▸ **УКАЗАНИЯ**:
Перепишите дословно всё, начиная с самого начала записей и до строки с «point(60, 84)» включительно.

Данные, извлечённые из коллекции
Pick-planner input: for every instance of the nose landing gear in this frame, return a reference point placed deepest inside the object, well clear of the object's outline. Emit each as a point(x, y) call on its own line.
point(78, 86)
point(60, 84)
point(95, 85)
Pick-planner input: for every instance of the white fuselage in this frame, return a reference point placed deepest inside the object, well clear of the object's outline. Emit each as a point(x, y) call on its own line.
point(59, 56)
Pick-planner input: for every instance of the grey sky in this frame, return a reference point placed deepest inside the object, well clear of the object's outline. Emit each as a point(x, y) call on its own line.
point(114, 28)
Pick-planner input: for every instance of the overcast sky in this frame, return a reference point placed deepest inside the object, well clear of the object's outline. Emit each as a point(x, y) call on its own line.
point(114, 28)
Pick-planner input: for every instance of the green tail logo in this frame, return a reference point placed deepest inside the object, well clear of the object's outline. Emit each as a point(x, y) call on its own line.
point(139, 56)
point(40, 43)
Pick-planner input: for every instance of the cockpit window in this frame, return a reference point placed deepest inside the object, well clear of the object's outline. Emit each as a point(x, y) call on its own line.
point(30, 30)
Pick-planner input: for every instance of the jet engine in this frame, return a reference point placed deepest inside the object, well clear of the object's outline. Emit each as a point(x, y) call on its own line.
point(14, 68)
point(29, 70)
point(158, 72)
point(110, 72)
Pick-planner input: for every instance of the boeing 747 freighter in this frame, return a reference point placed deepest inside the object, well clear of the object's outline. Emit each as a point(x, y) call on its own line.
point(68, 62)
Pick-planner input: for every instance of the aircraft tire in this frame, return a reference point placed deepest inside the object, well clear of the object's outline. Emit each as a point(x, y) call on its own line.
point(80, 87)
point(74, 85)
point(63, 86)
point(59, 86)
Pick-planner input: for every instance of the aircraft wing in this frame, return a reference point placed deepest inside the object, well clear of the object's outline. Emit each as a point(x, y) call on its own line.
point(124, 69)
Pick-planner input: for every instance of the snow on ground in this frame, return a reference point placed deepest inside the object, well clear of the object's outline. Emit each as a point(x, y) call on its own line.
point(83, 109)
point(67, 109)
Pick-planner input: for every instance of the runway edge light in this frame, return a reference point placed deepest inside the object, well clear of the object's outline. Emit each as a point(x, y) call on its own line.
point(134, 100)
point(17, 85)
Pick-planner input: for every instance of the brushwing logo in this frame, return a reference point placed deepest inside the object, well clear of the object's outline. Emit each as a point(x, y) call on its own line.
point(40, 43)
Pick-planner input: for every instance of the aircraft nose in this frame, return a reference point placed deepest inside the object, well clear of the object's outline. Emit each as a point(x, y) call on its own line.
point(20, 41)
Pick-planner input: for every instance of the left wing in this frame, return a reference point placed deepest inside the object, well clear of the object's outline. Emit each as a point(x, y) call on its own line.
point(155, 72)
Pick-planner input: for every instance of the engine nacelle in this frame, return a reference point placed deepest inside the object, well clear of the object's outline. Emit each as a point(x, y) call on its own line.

▸ **РЕШЕНИЕ ЗАДАЧИ**:
Pick-planner input: for every instance of the nose landing gear in this frame, return a reference point placed deepest inside the object, well clear of the object's outline. Emit each as a point(x, y) call on its own line.
point(78, 86)
point(60, 84)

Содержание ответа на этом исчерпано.